(Point annotation dataset records)

----------------------------------------

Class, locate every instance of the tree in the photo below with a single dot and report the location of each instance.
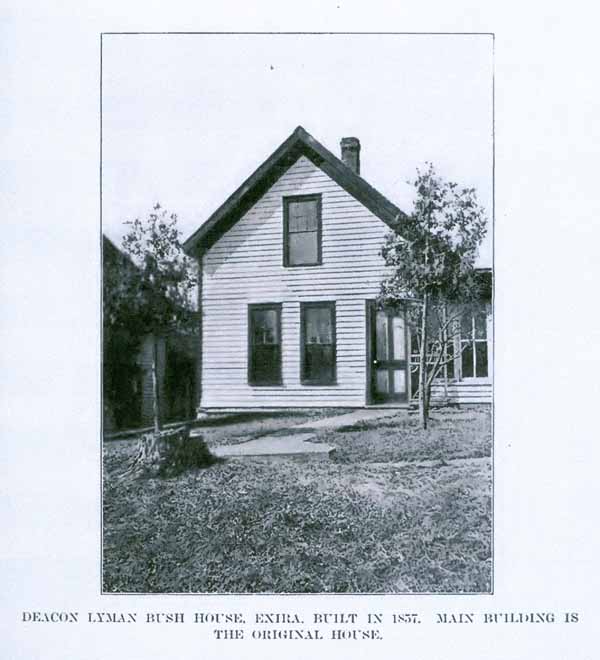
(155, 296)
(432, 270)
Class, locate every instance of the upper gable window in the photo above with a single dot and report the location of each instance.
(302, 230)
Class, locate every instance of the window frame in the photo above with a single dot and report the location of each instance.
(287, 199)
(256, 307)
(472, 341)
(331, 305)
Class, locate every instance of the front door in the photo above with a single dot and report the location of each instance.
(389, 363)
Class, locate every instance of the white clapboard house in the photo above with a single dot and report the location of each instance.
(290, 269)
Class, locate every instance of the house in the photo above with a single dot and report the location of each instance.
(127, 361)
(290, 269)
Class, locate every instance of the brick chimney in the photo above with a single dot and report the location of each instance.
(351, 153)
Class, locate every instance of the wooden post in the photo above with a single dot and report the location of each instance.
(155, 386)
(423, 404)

----------------------------------------

| What is needed |
Copy every line of the records above word for word, leaving out the pictures.

| Task result |
Class, locate every instance of the tree in the photo below with a single dot and report the location of each instance.
(155, 296)
(432, 270)
Class, locate every instance of the upper gable window in the photo above with a single dot and report the location of each instance.
(302, 230)
Class, locate every instance of the window frame in the photo above with a single dot and report the location of each instance.
(287, 199)
(256, 307)
(472, 341)
(331, 305)
Class, locate every instance of the front door in the photo above with a single dot and report the location of each instance.
(389, 363)
Class, locate every instance of the white clapboard house in the photo above with a single dot and report the location of each instance.
(290, 269)
Class, locate every instance of the house in the photo above with a single dot and report the location of each instance.
(127, 361)
(290, 269)
Class, locate every instance of the brick chimney in the photo above with a single dot and report the location of each instance.
(351, 153)
Class, locate every instance of the wooden post in the photo above with a single dot and report the location of each instance.
(155, 386)
(423, 404)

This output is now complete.